Records held in a dataset:
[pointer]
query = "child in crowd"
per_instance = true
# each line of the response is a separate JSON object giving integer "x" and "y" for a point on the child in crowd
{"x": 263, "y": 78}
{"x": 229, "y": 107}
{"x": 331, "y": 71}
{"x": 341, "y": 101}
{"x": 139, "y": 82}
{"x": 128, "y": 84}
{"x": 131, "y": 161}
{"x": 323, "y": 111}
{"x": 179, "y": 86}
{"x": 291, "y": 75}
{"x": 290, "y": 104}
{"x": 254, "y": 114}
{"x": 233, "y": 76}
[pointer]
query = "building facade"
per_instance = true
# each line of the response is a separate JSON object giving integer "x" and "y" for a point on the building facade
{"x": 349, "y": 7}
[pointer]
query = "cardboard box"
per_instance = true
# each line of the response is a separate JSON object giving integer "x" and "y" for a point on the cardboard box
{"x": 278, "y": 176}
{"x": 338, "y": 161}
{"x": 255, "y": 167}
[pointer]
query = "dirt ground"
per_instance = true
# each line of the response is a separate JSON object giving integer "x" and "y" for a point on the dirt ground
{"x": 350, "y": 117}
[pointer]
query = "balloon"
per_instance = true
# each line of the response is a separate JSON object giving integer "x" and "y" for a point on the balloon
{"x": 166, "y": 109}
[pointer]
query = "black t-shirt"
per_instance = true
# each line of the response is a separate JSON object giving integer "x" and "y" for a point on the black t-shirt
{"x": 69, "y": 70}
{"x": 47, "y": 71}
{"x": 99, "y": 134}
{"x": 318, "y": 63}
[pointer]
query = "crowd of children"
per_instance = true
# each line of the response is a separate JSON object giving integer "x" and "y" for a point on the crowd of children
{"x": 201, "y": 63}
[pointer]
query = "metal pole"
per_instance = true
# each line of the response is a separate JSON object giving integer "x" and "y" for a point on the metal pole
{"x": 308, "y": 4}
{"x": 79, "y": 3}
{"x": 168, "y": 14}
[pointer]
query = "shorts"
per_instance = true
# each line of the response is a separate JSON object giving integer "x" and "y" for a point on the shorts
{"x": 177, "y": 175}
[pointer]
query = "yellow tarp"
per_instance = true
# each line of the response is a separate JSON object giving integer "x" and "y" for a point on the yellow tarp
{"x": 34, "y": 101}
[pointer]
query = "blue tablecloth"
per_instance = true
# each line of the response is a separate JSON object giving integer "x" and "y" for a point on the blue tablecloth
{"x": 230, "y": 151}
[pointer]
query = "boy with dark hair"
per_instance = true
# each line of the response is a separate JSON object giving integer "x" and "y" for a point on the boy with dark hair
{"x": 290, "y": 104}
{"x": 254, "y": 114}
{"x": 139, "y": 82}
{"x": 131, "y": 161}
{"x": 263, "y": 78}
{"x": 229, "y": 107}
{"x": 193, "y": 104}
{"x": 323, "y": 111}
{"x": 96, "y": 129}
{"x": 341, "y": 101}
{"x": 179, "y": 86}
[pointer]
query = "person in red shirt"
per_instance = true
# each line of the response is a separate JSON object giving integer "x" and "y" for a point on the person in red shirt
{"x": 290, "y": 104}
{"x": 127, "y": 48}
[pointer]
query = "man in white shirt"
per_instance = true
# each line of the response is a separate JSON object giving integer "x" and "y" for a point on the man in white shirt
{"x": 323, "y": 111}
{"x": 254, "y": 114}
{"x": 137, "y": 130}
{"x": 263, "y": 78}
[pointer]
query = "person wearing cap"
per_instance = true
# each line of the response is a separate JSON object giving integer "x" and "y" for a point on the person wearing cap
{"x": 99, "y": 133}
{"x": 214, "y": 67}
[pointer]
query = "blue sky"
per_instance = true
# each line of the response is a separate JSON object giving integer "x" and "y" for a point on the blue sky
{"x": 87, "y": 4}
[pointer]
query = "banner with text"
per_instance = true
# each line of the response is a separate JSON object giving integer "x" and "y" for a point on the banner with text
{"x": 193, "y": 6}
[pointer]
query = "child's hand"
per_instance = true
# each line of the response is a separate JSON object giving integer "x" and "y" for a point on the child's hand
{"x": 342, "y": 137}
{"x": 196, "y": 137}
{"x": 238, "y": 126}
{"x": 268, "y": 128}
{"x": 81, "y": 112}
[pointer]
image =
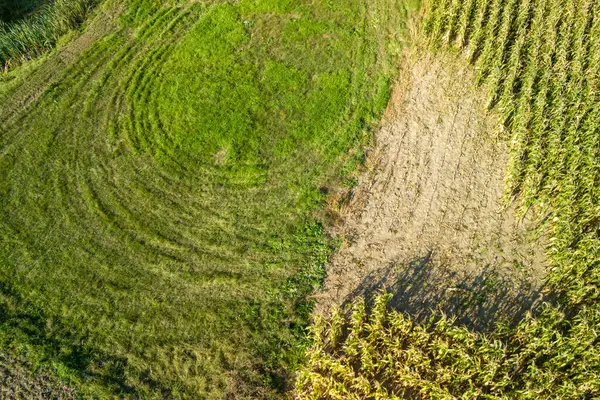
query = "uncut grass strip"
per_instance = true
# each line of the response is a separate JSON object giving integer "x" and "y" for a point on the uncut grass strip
{"x": 523, "y": 114}
{"x": 464, "y": 24}
{"x": 489, "y": 32}
{"x": 478, "y": 37}
{"x": 438, "y": 24}
{"x": 542, "y": 106}
{"x": 455, "y": 12}
{"x": 496, "y": 69}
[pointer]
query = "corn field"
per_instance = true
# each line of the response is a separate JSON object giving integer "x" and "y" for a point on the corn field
{"x": 38, "y": 32}
{"x": 540, "y": 62}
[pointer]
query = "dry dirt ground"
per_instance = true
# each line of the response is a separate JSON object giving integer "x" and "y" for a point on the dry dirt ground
{"x": 429, "y": 221}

• _YOUR OBJECTIVE_
Report each line above that contains the string "field", copying every such line in full. Letter case must match.

• _EXERCISE RESULT_
query = "corn field"
# each line of the response is a separate JSON object giving integer "x" and "y" for a point on the corn field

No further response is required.